:: Extracted text ::

Sunday, August 8, 2010

Fútbol es Religión

In the United States, baseball is the national pastime. Basketball, volleyball, and football are sports, with off-season training camps for kids, high school and college competitions, and idolized professional players. Until, that is, they retire or make some sort of public disgrace where their physical ability is no longer what stuns us, it is instead their extra-marital affairs, use of steroids, or possible gang activity.

Ecuador, just like any other Latin American country, believes in fútbol like a religion. A ball is a toy that any child has, no matter how much they have to eat. Boys and girls kick a ball back and forth in the house, until shooed outside, where they resume in the street, or on the beach. And it's a game they never tire of, there are, of course, passing fads (such as spinning tops), but soccer is the ultimate game. Dante, a chunky two-year old in my host family, learned to kick a ball the day he learned to walk, I am certain. One of his first words was, of course, "GOOOOOOOAL!"

:: List of tasks ::
a - Reproduce the passage of the soccer blog post between "Sunday, August 8, 2010" and "possible gang activity.", inclusive.
b - Pick up the blog post about soccer in Ecuador after its last sentence and keep writing it.

[Dataset entries]
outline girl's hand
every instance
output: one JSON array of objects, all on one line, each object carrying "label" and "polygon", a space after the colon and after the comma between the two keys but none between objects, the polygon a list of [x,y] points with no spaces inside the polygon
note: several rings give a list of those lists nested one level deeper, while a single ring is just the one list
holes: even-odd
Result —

:: Results of the exercise ::
a -
Sunday, August 8, 2010

Fútbol es Religión

In the United States, baseball is the national pastime. Basketball, volleyball, and football are sports, with off-season training camps for kids, high school and college competitions, and idolized professional players. Until, that is, they retire or make some sort of public disgrace where their physical ability is no longer what stuns us, it is instead their extra-marital affairs, use of steroids, or possible gang activity.

b -
Every small boy is ritually dressed up in uniform, socks and cleats, like his first holy communion. Hair gelled and ears scrubbed. Fathers play on leagues to represent their children's elementary schools. Men continue to play, divided into age groups, long into their grandfatherly years, as long as they are able. Training clinics are for the more wealthy households, while every child practices daily and carefully studies the older players.

The island doesn't have a water treatment system or a wastewater treatment plant, but it does have an Olympic-style field and stadium with the only grass on the island. From Emelec, to Barcelona, to Liga, and everyone in between, each local team has loyal fans, wearing colors and waving flags, chanting songs and feeling every play in their hearts.

Deportiva Cuenca, Liga de Quito, Emelec, Barcelona, Manta, Universidad Católica de Quito, Espoli, Deportivo Quito, El Nacional, Olmedo, Macará, Independiente del Valle, and then there are the national teams and smaller teams, organized just for fun. But the competitiveness never ceases, it is a passion.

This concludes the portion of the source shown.